_Source text_
________________________________________
On July 29th, Pfizer announced that it would follow the lead set by GSK three months previously and divide up its business so as to create a separate unit containing its off-patent (i.e. generic) products. The new division, which is described as the Value business segment, will cover both emerging and developed markets and will thus be much larger than the company’s current Value Products Group, which extends to the developed markets only. The total size of the new division will become apparent in 2014, when Pfizer begins to report its results under the new structure. This should also reveal its profitability, which will somehow have to be calculated by allocating country overheads between the innovative and value segments – a challenging task that will presumably involve a lot of guesswork.
As far as we can see, the main motivation for pushing older, off-patent products into standalone business units is to give the parent company the option of jettisoning them altogether in an effort to improve earnings growth. Since these older products are generally extremely cash-generative, this strategy only makes any sense when there is a strong pipeline of newly-launched products that is capable of delivering both good top-line growth and high profits. Pfizer and GSK obviously believe that their R&D pipelines are strong enough to stand the loss of a few billions of cash flow, but relatively few other big pharma companies are in the same position. AstraZeneca, for instance, would have little left if it got rid of its older products, and Merck, Bayer and Lilly have much the same problem. Novartis and Sanofi, of course, already have dedicated generics subsidiaries, but they also have large numbers of off-patent products that sit in the ‘innovative’ part of the company. Logically, it would make sense to shift these products into Sandoz and Zentiva respectively, but the cultural divide makes this relatively unlikely to happen in practice.
________________________________________
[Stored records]
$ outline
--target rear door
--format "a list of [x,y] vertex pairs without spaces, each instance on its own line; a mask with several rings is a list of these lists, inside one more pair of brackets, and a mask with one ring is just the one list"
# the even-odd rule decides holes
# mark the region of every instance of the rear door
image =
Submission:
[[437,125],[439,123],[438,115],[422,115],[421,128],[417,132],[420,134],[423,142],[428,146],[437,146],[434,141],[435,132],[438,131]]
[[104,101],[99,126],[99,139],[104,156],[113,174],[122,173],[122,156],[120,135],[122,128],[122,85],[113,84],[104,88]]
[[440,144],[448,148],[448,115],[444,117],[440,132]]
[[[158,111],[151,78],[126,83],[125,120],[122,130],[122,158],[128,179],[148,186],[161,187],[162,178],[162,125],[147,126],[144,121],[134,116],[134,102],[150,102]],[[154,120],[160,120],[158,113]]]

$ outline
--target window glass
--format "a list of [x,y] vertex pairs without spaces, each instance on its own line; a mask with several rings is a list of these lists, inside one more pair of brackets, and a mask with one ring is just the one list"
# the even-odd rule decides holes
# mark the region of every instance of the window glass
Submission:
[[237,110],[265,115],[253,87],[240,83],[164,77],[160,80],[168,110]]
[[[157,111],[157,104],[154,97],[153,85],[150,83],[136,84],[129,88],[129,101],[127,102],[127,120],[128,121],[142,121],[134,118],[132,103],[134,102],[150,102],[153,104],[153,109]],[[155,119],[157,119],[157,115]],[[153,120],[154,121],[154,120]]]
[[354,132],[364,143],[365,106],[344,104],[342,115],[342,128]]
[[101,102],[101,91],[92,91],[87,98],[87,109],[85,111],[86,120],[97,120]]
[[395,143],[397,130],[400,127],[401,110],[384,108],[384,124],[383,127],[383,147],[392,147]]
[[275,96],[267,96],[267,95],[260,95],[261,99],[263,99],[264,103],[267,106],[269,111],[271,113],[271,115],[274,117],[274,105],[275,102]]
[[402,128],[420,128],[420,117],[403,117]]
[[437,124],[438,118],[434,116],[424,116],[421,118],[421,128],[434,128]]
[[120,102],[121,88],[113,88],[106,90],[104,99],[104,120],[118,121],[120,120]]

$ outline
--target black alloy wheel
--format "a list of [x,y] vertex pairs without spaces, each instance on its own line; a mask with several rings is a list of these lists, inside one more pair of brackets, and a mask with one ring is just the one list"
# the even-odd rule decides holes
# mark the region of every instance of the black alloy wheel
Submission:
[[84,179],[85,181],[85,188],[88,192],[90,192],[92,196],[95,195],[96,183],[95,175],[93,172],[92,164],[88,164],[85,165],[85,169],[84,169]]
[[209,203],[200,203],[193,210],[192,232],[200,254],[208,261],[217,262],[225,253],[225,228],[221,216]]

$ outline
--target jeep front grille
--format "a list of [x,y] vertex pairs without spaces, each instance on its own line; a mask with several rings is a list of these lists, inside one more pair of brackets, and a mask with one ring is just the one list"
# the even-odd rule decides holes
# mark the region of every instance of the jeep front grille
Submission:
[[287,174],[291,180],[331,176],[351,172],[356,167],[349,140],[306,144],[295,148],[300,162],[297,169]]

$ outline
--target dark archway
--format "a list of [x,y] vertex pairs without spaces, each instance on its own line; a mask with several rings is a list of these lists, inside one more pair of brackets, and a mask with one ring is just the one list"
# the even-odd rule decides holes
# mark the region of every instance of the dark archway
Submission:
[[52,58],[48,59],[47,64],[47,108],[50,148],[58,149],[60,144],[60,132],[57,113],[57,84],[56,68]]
________________________________________
_Brief A_
In the Pfizer passage, in what year will Pfizer start reporting its results under the new structure?
_Brief B_
From the Pfizer passage, set down the part that opens with the words containing "On July 29th, Pfizer" and closes with "lot of guesswork.".
_Brief C_
Resume the Pfizer passage, continuing it from its last sentence.
The material isn't needed for any of this.

_Final answer A_
In 2014.

_Final answer B_
On July 29th, Pfizer announced that it would follow the lead set by GSK three months previously and divide up its business so as to create a separate unit containing its off-patent (i.e. generic) products. The new division, which is described as the Value business segment, will cover both emerging and developed markets and will thus be much larger than the company’s current Value Products Group, which extends to the developed markets only. The total size of the new division will become apparent in 2014, when Pfizer begins to report its results under the new structure. This should also reveal its profitability, which will somehow have to be calculated by allocating country overheads between the innovative and value segments – a challenging task that will presumably involve a lot of guesswork.

_Final answer C_
Internal culture will also be a vital determinant of how the ‘generic’ divisions of any big pharma company fare. In theory, putting older products into their own division ought to mean that they get more attention from management and hence perform better than they would otherwise. In practice, this may not be the case because of the difficulty of motivating and retaining management. Whereas most generic companies would be very happy to be handed a portfolio of well-known brands, the prospect of being responsible for off-patent products with declining sales and little or no marketing budget is anathema to the average big pharma exec. Being transferred to the generic part of an innovative pharma business is rarely seen as a positive move and hence the main aim of most managers is to get out as soon as possible, preferably back to IP-protected growth brands. Finding ways of persuading talented managers to stick around is thus going to be one of the biggest challenges for the MDs of the generic sub-units of big pharma companies.
Tied up with this issue is the question of how far these units should move towards being ‘proper’ generic companies. A true generics company aims to grow, not shrink, via the simple expedient of launching enough new products each year to cover the decline in sales of the old ones. The only obvious pipeline for a big pharma generics division is products losing patent elsewhere in the company and it is not certain in either the Pfizer or the GSK case that products will automatically move across from one division to another as they approach patent expiry. Pfizer has said that its Value division will get all the products that are either patent-expired now or will lose patent protection by the end of 2015, while GSK’s announcement simply said that it would be bundling around 50 older brands with total sales of c£3bn into its Global Established Products unit. Creating an independent generic pipeline for a company with billions in sales would require a major R&D effort, whereas these new divisions are likely to have minimal marketing, regulatory or technical resources and none at all for R&D (other than Pfizer’s biosimilars – see below). Of course, they could grow by buying up additional tail-end brands from other pharma companies, but this would require their MDs to take control of their own cash flow, rather than simply allowing it to fund the other parts of the group, a move that is likely to meet some resistance from the innovative divisions.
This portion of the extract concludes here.